Supply the number of lines in the listing below in which the word "green" occurs, and nothing else.

> _GIVEN RECORDS_:
——

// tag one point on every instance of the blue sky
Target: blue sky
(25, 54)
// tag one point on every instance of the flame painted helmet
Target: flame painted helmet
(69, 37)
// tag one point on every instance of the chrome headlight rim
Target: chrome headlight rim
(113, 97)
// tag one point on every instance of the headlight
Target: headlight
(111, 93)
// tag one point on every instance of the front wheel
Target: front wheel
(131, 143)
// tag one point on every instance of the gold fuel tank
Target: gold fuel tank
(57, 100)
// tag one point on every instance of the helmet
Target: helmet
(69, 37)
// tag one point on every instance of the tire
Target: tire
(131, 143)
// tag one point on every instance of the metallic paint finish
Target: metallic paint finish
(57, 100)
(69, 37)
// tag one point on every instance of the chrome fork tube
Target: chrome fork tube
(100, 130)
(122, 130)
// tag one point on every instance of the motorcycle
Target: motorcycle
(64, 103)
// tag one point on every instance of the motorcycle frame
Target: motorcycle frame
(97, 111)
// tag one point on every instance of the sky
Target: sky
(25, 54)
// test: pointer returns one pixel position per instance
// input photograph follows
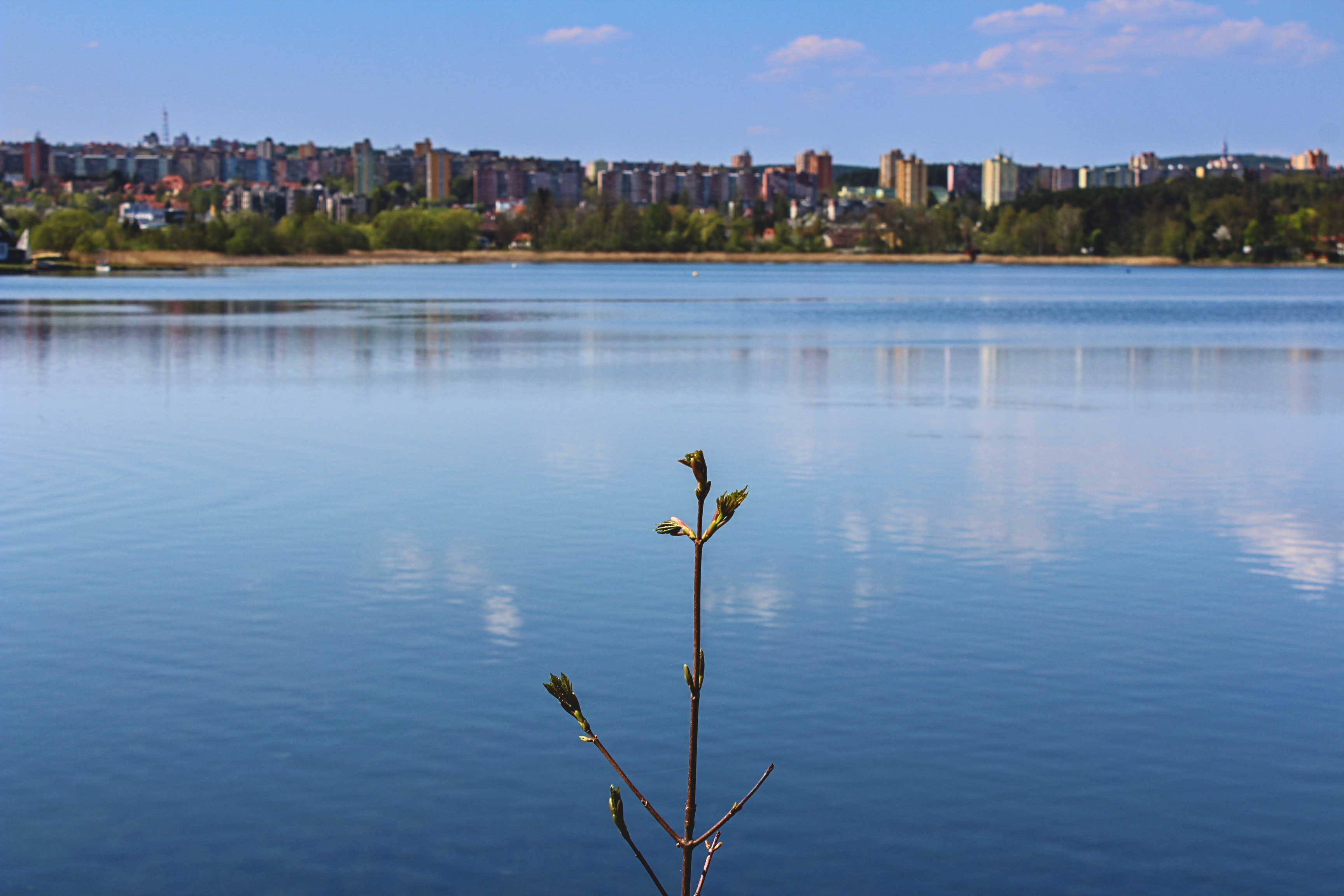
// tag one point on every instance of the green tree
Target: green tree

——

> _TASK SOLUTION_:
2